*Consigne donnée 1*. Transcrivez le passage cité depuis « Enfin, hier après » jusqu'à « l’arrivée de l’essence. ».
*Consigne donnée 2*.
Répondez brièvement à ces questions sur le passage cité.
(a) D'où viennent les étoffes en soie que la femme du médecin envoie ?
(b) À quelle caste appartient le secrétaire du chef de gare ?
(c) En quelle année le sacrifice védique aurait-il été célébré ?
*Consigne donnée 3*. Résumez le passage cité en deux phrases.

*Passage cité*.
Une fois, la femme du médecin m’envoie ses bijoux : des glands d’or massif pour les oreilles, des serpents d’argent pour les chevilles, une chaîne que les Brahmines serrent autour des hanches, des étoffes en soie du Bengale pour m’habiller. On me photographie et les heures s’écoulent. Un autre jour, on dépique du riz pour nos hôtes et nous allons voir travailler les femmes coolies qui trépignent la paille blonde et celles qui, pour décortiquer, font retomber en cadence un levier de bois sur le grain.

Enfin, hier après midi, le chef de gare, incapable de venir nous annoncer la nouvelle attendue, nous a envoyé son secrétaire, Ragunath Chandra, pour nous prévenir de l’arrivée de l’essence.

Raghunat Chandra appartient à la caste des écrivains, les « Koïts ». Les premiers ancêtres de cette race intelligente, dont la finesse d’intuition et la culture intellectuelle ne le cèdent en rien à celle des Brahmes, seraient les serviteurs des cinq prêtres de Kanoj, attirés en Bengale par les largesses du roi Adisur, pour y célébrer un sacrifice védique, en 400 avant J.-C.

Raghunat, connaissant mon désir d’observer les curieuses coutumes de la vie des femmes dans l’intimité de leurs zénanas, me propose aimablement de me faire visiter sa maison avant notre départ.

[Quelques enregistrements]
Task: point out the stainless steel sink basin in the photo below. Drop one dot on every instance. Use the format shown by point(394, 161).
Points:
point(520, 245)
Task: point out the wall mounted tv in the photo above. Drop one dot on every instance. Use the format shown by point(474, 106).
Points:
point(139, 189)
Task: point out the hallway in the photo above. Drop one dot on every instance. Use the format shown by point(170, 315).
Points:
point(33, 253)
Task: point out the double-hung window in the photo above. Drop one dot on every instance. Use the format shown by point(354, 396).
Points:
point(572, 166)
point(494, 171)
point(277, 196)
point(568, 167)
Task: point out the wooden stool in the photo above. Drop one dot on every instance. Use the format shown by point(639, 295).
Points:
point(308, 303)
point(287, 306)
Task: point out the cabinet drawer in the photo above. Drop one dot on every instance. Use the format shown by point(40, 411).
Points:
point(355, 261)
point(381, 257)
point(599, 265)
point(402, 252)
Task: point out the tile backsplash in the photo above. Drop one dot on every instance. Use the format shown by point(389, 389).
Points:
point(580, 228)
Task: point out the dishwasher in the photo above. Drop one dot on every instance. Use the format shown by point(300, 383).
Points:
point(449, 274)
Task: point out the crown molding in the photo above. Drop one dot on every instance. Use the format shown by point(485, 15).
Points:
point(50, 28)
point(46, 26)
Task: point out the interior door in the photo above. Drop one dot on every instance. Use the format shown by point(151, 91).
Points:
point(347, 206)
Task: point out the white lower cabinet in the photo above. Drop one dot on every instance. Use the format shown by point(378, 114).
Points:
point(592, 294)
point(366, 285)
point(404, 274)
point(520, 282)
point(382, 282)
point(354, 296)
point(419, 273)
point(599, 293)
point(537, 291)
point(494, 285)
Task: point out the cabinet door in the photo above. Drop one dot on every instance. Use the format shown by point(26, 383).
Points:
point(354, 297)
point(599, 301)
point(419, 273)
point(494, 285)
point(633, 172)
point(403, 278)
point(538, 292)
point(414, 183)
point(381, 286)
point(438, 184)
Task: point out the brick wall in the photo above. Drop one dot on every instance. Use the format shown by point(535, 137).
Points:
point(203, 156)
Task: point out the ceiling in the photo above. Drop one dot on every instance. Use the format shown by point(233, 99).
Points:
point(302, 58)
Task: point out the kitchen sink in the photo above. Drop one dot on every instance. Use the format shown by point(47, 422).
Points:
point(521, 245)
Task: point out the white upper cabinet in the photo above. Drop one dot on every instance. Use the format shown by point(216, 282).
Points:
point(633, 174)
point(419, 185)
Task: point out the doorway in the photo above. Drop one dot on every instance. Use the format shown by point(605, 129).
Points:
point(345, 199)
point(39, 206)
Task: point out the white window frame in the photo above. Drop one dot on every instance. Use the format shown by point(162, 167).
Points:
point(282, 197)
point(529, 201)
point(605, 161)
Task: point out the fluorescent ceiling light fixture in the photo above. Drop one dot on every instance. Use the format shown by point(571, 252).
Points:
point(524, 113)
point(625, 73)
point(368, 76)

*Résultat de la tâche 1*.
Enfin, hier après midi, le chef de gare, incapable de venir nous annoncer la nouvelle attendue, nous a envoyé son secrétaire, Ragunath Chandra, pour nous prévenir de l’arrivée de l’essence.

*Résultat de la tâche 2*.
(a) Du Bengale.
(b) À la caste des écrivains, les « Koïts ».
(c) En 400 avant J.-C.

*Résultat de la tâche 3*. Le récit évoque des journées passées à se faire photographier parée des bijoux de la femme du médecin et à regarder des femmes coolies dépiquer le riz, puis l'arrivée du secrétaire du chef de gare venu annoncer que l'essence est arrivée. Ce secrétaire appartient à la caste des écrivains, dont les ancêtres seraient les serviteurs des cinq prêtres de Kanoj, et il propose de faire visiter sa maison afin d'observer la vie des femmes dans leurs zénanas.